=== Textauszug ===
Thomas Weikert, sein Kollege an der Spitze des Deutschen Olympischen Sportbundes, assistierte, dass man die Menschen hierzulande wieder für die Chancen der Spiele begeistern müsse - die Vorzüge etwa, eine Gastgeberstadt zu entwickeln. Das umschiffte leider, wieder einmal, den Kern der Sache: dass offenkundig nicht die mangelnde Begeisterung für Großprojekte das Problem ist, sondern das Misstrauen, sich dabei das Internationale Olympische Komitee ins Boot zu holen, dessen Events verlässlich Schneisen der Korruption und Kostenexplosionen hinterließen.
===
» Arbeitsauftrag
Geben Sie den Textauszug von „Thomas Weikert, sein“ bis einschließlich „Korruption und Kostenexplosionen hinterließen.“ wieder. Ersetzen Sie dabei „Gastgeberstadt“ durch „Austragungsstadt“.
=== Extrahierte Informationen ===
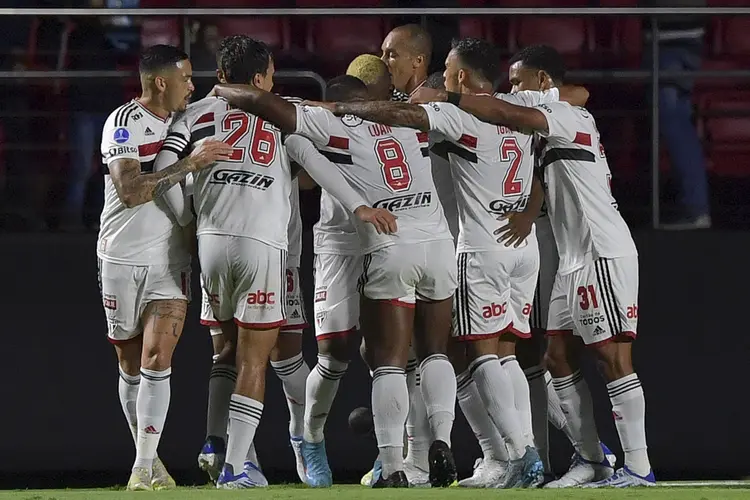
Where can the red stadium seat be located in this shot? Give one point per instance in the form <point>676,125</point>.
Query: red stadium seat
<point>160,30</point>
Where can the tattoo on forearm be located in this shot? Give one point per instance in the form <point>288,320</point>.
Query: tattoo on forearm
<point>396,114</point>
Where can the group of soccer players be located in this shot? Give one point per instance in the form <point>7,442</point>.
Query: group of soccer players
<point>456,229</point>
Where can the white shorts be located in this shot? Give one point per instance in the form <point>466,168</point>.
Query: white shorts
<point>406,273</point>
<point>126,291</point>
<point>336,302</point>
<point>244,280</point>
<point>495,293</point>
<point>296,319</point>
<point>548,259</point>
<point>597,302</point>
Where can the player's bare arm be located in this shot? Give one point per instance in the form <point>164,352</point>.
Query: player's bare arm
<point>395,114</point>
<point>266,105</point>
<point>487,108</point>
<point>135,188</point>
<point>519,224</point>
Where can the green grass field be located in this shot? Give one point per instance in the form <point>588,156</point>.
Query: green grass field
<point>671,491</point>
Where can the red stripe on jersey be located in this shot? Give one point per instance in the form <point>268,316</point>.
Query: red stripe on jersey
<point>208,117</point>
<point>149,149</point>
<point>338,142</point>
<point>468,141</point>
<point>582,139</point>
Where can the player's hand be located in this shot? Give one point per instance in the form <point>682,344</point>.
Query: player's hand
<point>424,95</point>
<point>515,232</point>
<point>208,152</point>
<point>383,220</point>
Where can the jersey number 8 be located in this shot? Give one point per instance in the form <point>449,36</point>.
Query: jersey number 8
<point>393,164</point>
<point>262,149</point>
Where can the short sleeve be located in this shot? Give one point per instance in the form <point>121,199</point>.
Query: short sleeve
<point>120,141</point>
<point>446,119</point>
<point>315,123</point>
<point>561,120</point>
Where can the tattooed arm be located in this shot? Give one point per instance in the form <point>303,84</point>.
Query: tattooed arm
<point>395,114</point>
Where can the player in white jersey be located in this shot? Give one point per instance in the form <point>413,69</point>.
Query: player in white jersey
<point>390,169</point>
<point>144,266</point>
<point>595,294</point>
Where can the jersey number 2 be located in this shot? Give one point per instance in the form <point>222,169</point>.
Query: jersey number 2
<point>510,152</point>
<point>262,144</point>
<point>393,164</point>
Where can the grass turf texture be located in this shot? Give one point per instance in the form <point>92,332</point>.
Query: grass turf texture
<point>738,491</point>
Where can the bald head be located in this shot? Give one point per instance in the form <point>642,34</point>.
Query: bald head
<point>374,73</point>
<point>407,51</point>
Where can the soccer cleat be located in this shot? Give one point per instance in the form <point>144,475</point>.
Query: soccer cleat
<point>228,481</point>
<point>211,457</point>
<point>297,447</point>
<point>486,474</point>
<point>255,475</point>
<point>317,471</point>
<point>160,478</point>
<point>442,465</point>
<point>609,455</point>
<point>526,472</point>
<point>140,480</point>
<point>395,480</point>
<point>581,472</point>
<point>624,478</point>
<point>417,477</point>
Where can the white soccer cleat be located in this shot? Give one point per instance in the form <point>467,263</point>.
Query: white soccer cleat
<point>582,472</point>
<point>486,474</point>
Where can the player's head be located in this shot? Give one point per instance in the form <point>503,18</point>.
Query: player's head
<point>166,70</point>
<point>346,88</point>
<point>472,65</point>
<point>407,51</point>
<point>247,61</point>
<point>374,73</point>
<point>536,67</point>
<point>435,81</point>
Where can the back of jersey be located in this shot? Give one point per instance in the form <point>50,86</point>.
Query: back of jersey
<point>582,210</point>
<point>388,166</point>
<point>247,195</point>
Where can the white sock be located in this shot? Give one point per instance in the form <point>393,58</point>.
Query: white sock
<point>521,396</point>
<point>390,406</point>
<point>540,426</point>
<point>629,411</point>
<point>127,388</point>
<point>244,416</point>
<point>418,432</point>
<point>496,389</point>
<point>151,408</point>
<point>438,388</point>
<point>293,373</point>
<point>576,404</point>
<point>475,412</point>
<point>220,388</point>
<point>322,386</point>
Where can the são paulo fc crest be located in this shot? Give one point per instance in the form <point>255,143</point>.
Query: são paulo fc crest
<point>121,135</point>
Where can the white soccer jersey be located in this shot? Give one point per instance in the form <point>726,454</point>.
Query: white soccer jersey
<point>147,234</point>
<point>294,231</point>
<point>492,168</point>
<point>584,216</point>
<point>247,195</point>
<point>388,166</point>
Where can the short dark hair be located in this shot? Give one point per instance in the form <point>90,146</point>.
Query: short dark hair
<point>160,57</point>
<point>435,81</point>
<point>544,58</point>
<point>480,56</point>
<point>344,88</point>
<point>241,58</point>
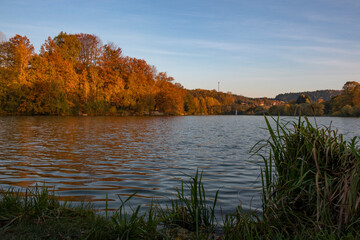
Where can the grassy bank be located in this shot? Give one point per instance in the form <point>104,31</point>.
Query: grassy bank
<point>310,188</point>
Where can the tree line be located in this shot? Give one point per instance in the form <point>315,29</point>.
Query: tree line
<point>78,74</point>
<point>346,103</point>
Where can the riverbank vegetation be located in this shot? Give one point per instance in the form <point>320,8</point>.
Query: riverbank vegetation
<point>76,74</point>
<point>310,189</point>
<point>346,104</point>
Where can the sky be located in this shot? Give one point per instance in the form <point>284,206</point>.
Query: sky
<point>255,48</point>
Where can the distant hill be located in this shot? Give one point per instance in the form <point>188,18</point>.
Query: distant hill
<point>326,95</point>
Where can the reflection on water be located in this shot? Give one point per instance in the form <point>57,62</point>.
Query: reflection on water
<point>84,158</point>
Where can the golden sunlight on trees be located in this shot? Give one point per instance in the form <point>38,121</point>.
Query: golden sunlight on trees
<point>77,74</point>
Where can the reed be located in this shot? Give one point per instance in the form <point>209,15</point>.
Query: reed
<point>310,189</point>
<point>195,212</point>
<point>311,179</point>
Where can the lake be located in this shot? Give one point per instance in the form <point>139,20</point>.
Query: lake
<point>85,158</point>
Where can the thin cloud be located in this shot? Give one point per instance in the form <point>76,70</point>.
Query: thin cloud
<point>170,53</point>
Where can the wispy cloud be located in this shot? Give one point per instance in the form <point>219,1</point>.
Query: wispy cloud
<point>169,53</point>
<point>327,62</point>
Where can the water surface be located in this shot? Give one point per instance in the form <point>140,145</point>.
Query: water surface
<point>84,158</point>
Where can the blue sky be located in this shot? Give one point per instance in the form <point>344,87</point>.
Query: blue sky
<point>253,48</point>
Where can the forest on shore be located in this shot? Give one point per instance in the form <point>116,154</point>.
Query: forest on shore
<point>76,74</point>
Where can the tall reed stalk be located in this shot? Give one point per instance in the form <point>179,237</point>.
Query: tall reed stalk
<point>311,178</point>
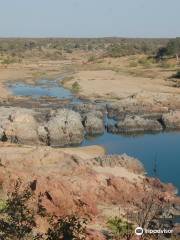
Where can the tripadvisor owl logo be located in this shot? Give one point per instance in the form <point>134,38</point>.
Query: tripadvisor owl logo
<point>139,231</point>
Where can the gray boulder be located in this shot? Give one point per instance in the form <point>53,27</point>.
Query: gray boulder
<point>22,128</point>
<point>171,120</point>
<point>93,123</point>
<point>136,124</point>
<point>65,128</point>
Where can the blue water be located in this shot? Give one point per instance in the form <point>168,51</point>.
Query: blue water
<point>43,88</point>
<point>162,148</point>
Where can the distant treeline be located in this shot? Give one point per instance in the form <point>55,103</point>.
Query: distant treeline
<point>113,47</point>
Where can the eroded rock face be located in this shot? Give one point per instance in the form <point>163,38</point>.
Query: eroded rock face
<point>130,106</point>
<point>93,123</point>
<point>171,120</point>
<point>21,126</point>
<point>69,184</point>
<point>135,124</point>
<point>65,128</point>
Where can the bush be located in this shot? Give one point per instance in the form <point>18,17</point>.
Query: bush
<point>75,87</point>
<point>120,228</point>
<point>177,75</point>
<point>92,58</point>
<point>16,217</point>
<point>68,228</point>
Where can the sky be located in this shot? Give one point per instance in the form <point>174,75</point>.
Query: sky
<point>89,18</point>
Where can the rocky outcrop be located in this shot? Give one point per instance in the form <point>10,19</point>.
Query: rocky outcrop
<point>135,124</point>
<point>24,126</point>
<point>171,120</point>
<point>130,106</point>
<point>65,128</point>
<point>93,123</point>
<point>89,107</point>
<point>95,187</point>
<point>19,126</point>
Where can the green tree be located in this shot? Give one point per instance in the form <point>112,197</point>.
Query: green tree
<point>16,217</point>
<point>120,229</point>
<point>67,228</point>
<point>173,48</point>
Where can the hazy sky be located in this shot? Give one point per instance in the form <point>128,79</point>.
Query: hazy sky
<point>90,18</point>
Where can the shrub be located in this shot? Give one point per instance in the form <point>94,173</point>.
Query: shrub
<point>177,75</point>
<point>68,228</point>
<point>16,217</point>
<point>91,58</point>
<point>75,87</point>
<point>120,228</point>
===
» Lösung der Aufgabe
Thomas Weikert, sein Kollege an der Spitze des Deutschen Olympischen Sportbundes, assistierte, dass man die Menschen hierzulande wieder für die Chancen der Spiele begeistern müsse - die Vorzüge etwa, eine Austragungsstadt zu entwickeln. Das umschiffte leider, wieder einmal, den Kern der Sache: dass offenkundig nicht die mangelnde Begeisterung für Großprojekte das Problem ist, sondern das Misstrauen, sich dabei das Internationale Olympische Komitee ins Boot zu holen, dessen Events verlässlich Schneisen der Korruption und Kostenexplosionen hinterließen.